• **Instructions to follow**
Extract the final stretch of the data: the line that contains "Confirm that each instance of the roof" and every line after it, unaltered, and no other lines.

· · · · ·

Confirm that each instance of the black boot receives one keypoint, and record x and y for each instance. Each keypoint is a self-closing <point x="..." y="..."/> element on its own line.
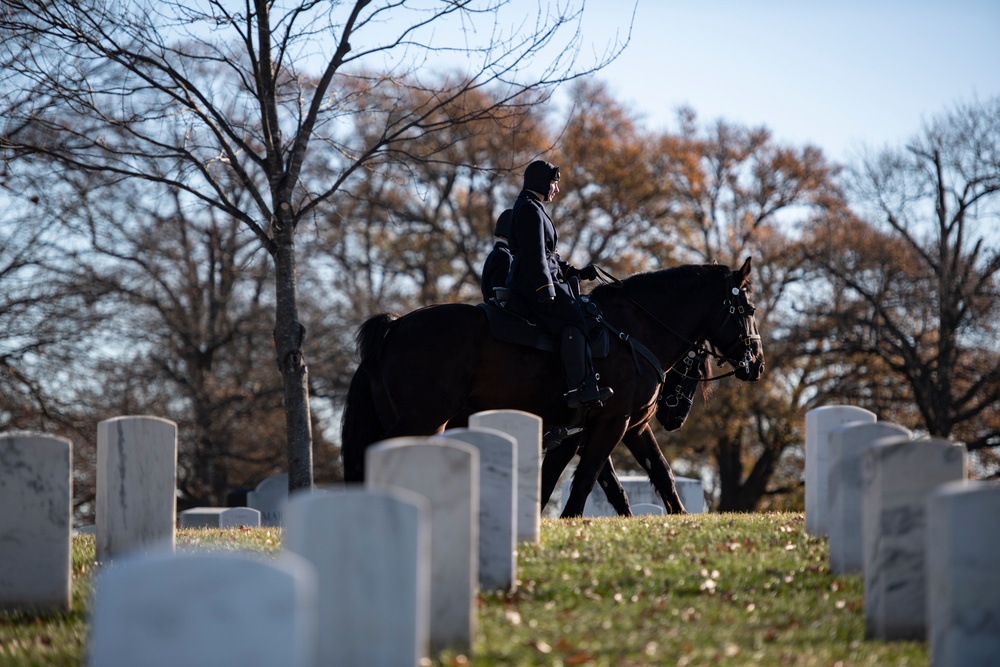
<point x="580" y="378"/>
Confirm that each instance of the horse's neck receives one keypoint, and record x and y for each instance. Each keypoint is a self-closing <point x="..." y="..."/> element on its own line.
<point x="668" y="326"/>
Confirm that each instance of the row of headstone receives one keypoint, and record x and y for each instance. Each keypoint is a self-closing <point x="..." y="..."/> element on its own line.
<point x="135" y="504"/>
<point x="642" y="496"/>
<point x="219" y="517"/>
<point x="393" y="566"/>
<point x="901" y="512"/>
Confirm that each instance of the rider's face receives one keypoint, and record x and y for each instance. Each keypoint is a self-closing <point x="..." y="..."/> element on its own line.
<point x="553" y="190"/>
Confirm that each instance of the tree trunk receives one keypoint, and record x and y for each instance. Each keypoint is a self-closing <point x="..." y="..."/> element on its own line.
<point x="288" y="336"/>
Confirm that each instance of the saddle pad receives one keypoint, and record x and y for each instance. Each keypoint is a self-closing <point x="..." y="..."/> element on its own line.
<point x="512" y="327"/>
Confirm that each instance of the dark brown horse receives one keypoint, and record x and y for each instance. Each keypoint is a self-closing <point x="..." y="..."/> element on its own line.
<point x="441" y="363"/>
<point x="673" y="405"/>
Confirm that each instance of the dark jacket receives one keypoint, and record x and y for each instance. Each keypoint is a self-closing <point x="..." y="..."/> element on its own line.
<point x="495" y="268"/>
<point x="537" y="273"/>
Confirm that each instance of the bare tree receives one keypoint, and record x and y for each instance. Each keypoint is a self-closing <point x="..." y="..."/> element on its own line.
<point x="138" y="94"/>
<point x="738" y="192"/>
<point x="912" y="283"/>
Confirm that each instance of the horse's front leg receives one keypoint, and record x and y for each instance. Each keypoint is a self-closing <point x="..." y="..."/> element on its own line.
<point x="555" y="461"/>
<point x="642" y="443"/>
<point x="599" y="438"/>
<point x="613" y="489"/>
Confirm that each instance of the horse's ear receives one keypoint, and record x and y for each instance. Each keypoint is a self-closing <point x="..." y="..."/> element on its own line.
<point x="744" y="272"/>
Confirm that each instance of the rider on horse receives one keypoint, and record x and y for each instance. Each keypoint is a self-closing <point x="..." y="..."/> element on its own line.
<point x="542" y="280"/>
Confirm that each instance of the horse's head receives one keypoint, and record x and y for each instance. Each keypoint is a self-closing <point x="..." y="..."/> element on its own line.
<point x="734" y="332"/>
<point x="677" y="393"/>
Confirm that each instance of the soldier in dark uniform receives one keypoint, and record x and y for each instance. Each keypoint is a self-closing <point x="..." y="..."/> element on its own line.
<point x="497" y="264"/>
<point x="541" y="279"/>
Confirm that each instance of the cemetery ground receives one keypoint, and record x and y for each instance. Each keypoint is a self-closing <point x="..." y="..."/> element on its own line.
<point x="708" y="589"/>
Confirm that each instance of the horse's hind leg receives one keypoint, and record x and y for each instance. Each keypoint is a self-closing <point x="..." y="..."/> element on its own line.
<point x="646" y="451"/>
<point x="599" y="439"/>
<point x="613" y="489"/>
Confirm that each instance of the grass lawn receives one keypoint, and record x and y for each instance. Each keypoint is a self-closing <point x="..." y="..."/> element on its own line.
<point x="708" y="589"/>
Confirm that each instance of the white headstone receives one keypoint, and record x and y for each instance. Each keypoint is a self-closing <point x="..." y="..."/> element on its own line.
<point x="497" y="504"/>
<point x="269" y="499"/>
<point x="640" y="491"/>
<point x="374" y="599"/>
<point x="35" y="509"/>
<point x="819" y="423"/>
<point x="204" y="609"/>
<point x="692" y="494"/>
<point x="446" y="472"/>
<point x="844" y="489"/>
<point x="963" y="582"/>
<point x="897" y="475"/>
<point x="526" y="428"/>
<point x="218" y="517"/>
<point x="136" y="485"/>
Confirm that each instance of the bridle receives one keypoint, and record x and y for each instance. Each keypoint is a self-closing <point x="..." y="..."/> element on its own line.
<point x="734" y="306"/>
<point x="690" y="364"/>
<point x="737" y="307"/>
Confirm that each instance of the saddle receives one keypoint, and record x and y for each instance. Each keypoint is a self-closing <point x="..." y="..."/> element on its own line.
<point x="512" y="322"/>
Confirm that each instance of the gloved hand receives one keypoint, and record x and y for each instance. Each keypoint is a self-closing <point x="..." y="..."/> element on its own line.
<point x="588" y="272"/>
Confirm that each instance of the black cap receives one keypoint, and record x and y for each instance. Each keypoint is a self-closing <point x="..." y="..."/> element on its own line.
<point x="539" y="174"/>
<point x="503" y="224"/>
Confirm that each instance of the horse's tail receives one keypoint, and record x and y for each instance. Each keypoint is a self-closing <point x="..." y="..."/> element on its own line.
<point x="360" y="425"/>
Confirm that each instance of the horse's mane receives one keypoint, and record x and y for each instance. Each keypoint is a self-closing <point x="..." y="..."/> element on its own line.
<point x="681" y="277"/>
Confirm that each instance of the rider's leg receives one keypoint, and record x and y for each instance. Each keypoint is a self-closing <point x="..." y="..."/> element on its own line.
<point x="581" y="381"/>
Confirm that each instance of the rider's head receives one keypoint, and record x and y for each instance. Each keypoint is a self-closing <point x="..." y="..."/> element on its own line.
<point x="542" y="177"/>
<point x="503" y="225"/>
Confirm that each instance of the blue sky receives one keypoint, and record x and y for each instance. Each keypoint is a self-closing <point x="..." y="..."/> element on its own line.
<point x="841" y="75"/>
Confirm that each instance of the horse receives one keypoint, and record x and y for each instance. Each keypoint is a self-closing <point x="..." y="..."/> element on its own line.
<point x="441" y="363"/>
<point x="673" y="404"/>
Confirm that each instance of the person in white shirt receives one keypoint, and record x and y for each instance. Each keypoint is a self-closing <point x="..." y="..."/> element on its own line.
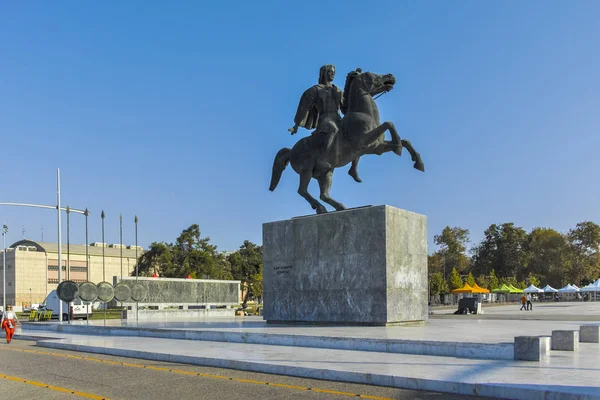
<point x="9" y="322"/>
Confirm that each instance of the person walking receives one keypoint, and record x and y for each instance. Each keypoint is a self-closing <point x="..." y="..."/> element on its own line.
<point x="523" y="303"/>
<point x="9" y="322"/>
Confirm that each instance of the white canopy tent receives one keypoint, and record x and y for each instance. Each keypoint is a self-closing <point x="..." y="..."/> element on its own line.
<point x="568" y="289"/>
<point x="549" y="289"/>
<point x="592" y="287"/>
<point x="533" y="289"/>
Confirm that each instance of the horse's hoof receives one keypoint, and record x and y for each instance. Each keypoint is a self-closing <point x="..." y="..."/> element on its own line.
<point x="398" y="149"/>
<point x="354" y="175"/>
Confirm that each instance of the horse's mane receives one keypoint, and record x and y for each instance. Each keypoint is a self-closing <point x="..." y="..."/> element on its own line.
<point x="349" y="79"/>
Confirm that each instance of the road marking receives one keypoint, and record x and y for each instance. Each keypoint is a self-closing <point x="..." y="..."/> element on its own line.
<point x="182" y="372"/>
<point x="55" y="388"/>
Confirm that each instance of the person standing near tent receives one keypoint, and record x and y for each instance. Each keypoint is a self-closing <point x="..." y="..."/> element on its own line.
<point x="8" y="322"/>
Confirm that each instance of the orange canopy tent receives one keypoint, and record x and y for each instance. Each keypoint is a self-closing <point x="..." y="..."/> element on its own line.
<point x="477" y="289"/>
<point x="464" y="289"/>
<point x="471" y="289"/>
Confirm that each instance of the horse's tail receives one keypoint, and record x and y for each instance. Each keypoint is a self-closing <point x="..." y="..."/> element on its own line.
<point x="282" y="159"/>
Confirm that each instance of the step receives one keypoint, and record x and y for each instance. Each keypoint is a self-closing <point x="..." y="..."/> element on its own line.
<point x="487" y="351"/>
<point x="577" y="373"/>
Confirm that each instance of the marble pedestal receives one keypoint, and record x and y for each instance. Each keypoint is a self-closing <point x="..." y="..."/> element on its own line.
<point x="363" y="266"/>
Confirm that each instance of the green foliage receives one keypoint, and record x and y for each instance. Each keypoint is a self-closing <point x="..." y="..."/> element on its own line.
<point x="533" y="280"/>
<point x="452" y="242"/>
<point x="435" y="263"/>
<point x="470" y="279"/>
<point x="583" y="259"/>
<point x="455" y="280"/>
<point x="502" y="249"/>
<point x="494" y="282"/>
<point x="510" y="280"/>
<point x="246" y="266"/>
<point x="483" y="281"/>
<point x="437" y="284"/>
<point x="191" y="254"/>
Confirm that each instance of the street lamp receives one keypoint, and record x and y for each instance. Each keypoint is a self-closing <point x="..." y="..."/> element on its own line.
<point x="68" y="244"/>
<point x="4" y="232"/>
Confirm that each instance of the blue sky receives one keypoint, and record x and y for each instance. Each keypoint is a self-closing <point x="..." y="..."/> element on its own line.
<point x="174" y="112"/>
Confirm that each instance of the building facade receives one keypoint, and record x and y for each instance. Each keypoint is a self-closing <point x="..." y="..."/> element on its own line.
<point x="32" y="267"/>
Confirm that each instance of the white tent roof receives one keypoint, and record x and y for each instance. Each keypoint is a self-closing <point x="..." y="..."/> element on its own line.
<point x="568" y="289"/>
<point x="592" y="287"/>
<point x="549" y="289"/>
<point x="533" y="289"/>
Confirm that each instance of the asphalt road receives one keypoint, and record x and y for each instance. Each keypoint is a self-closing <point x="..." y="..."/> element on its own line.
<point x="29" y="372"/>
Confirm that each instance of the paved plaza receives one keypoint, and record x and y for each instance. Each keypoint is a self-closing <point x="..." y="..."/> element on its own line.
<point x="461" y="354"/>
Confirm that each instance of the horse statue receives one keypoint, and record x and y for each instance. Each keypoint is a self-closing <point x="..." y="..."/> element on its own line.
<point x="360" y="133"/>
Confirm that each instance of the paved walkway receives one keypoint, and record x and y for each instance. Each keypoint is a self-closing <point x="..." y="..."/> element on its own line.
<point x="247" y="343"/>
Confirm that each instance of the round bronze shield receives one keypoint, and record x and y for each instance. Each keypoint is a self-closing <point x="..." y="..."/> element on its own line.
<point x="122" y="292"/>
<point x="138" y="292"/>
<point x="67" y="291"/>
<point x="105" y="291"/>
<point x="88" y="291"/>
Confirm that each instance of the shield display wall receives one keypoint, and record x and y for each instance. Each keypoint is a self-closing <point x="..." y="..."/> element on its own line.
<point x="88" y="291"/>
<point x="105" y="292"/>
<point x="122" y="292"/>
<point x="67" y="291"/>
<point x="138" y="292"/>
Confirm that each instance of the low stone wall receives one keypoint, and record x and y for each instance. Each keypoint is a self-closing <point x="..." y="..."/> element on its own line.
<point x="176" y="313"/>
<point x="178" y="291"/>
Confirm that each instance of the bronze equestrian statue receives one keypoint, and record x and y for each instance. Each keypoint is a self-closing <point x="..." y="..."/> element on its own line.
<point x="338" y="141"/>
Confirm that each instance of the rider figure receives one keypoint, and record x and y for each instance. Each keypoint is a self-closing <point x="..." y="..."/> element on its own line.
<point x="319" y="109"/>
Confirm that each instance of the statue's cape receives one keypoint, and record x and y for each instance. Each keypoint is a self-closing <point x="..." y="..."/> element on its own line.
<point x="307" y="114"/>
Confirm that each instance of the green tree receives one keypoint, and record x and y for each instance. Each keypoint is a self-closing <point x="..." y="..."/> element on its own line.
<point x="437" y="284"/>
<point x="502" y="249"/>
<point x="452" y="243"/>
<point x="548" y="253"/>
<point x="193" y="253"/>
<point x="158" y="256"/>
<point x="583" y="261"/>
<point x="483" y="281"/>
<point x="190" y="254"/>
<point x="455" y="280"/>
<point x="494" y="282"/>
<point x="435" y="263"/>
<point x="246" y="266"/>
<point x="510" y="280"/>
<point x="470" y="279"/>
<point x="533" y="280"/>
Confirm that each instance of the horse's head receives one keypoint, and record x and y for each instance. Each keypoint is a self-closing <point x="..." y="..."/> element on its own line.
<point x="375" y="84"/>
<point x="360" y="83"/>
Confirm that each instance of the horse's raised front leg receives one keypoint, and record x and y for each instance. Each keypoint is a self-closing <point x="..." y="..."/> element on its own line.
<point x="325" y="186"/>
<point x="415" y="156"/>
<point x="305" y="178"/>
<point x="373" y="135"/>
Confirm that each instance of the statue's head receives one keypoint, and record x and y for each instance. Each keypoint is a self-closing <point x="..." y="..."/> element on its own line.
<point x="326" y="73"/>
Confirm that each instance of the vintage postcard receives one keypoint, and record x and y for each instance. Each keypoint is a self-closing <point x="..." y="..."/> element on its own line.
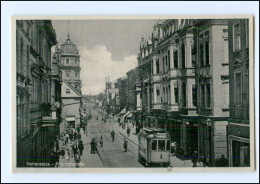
<point x="133" y="94"/>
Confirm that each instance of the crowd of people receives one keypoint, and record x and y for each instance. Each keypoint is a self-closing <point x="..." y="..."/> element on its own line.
<point x="71" y="145"/>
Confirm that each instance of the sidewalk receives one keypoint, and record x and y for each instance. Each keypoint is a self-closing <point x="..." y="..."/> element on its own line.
<point x="87" y="159"/>
<point x="175" y="162"/>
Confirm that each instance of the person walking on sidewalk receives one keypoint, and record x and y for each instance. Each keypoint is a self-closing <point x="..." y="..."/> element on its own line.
<point x="128" y="131"/>
<point x="113" y="135"/>
<point x="81" y="146"/>
<point x="92" y="144"/>
<point x="125" y="144"/>
<point x="194" y="158"/>
<point x="77" y="158"/>
<point x="101" y="141"/>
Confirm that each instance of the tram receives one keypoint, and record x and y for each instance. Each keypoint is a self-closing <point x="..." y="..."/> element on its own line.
<point x="154" y="146"/>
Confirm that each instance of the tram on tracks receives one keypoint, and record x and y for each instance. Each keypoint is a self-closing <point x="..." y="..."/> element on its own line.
<point x="154" y="146"/>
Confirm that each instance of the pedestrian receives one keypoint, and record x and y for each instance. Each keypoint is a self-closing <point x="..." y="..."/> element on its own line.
<point x="74" y="147"/>
<point x="92" y="144"/>
<point x="113" y="135"/>
<point x="77" y="158"/>
<point x="78" y="129"/>
<point x="67" y="138"/>
<point x="75" y="135"/>
<point x="101" y="141"/>
<point x="79" y="136"/>
<point x="67" y="152"/>
<point x="173" y="146"/>
<point x="194" y="158"/>
<point x="84" y="128"/>
<point x="81" y="146"/>
<point x="128" y="131"/>
<point x="125" y="144"/>
<point x="71" y="136"/>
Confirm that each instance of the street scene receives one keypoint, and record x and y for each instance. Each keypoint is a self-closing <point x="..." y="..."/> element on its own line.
<point x="166" y="93"/>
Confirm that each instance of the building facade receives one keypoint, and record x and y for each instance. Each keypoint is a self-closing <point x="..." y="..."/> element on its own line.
<point x="132" y="75"/>
<point x="184" y="84"/>
<point x="36" y="116"/>
<point x="238" y="129"/>
<point x="212" y="80"/>
<point x="71" y="84"/>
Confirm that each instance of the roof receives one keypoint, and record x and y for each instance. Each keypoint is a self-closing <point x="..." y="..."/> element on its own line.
<point x="69" y="48"/>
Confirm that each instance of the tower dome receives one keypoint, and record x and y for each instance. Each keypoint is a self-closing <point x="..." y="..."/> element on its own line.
<point x="69" y="48"/>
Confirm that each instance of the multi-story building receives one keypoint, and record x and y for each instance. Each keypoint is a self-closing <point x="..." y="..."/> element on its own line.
<point x="212" y="80"/>
<point x="122" y="86"/>
<point x="184" y="77"/>
<point x="35" y="121"/>
<point x="71" y="84"/>
<point x="238" y="129"/>
<point x="112" y="97"/>
<point x="132" y="75"/>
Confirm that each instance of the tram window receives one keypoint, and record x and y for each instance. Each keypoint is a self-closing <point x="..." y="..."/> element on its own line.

· · · · ·

• **Solution for this exercise**
Confirm that each instance of the roof receives one keypoint, and record x and y for each instance. Each keypoint is a self-closing <point x="..." y="..."/> element on its own line.
<point x="69" y="48"/>
Confirm that each instance of the tower dome receives one keypoint, and record x and y for each instance. Each keypoint is a self-closing <point x="..." y="..."/> element on its own line.
<point x="69" y="48"/>
Confirm that each instance of the multi-story building receives one keypoint, and record x and y for each instance. Each keypoint is a self-closing <point x="..." y="..."/> element on its own line.
<point x="212" y="80"/>
<point x="122" y="86"/>
<point x="184" y="77"/>
<point x="35" y="121"/>
<point x="71" y="84"/>
<point x="238" y="129"/>
<point x="112" y="97"/>
<point x="132" y="75"/>
Confirm that each instance of the tram window receives one keypoint, and record x and y for each instance. Each keypoint is a self-closing <point x="..." y="..."/> element on its own line.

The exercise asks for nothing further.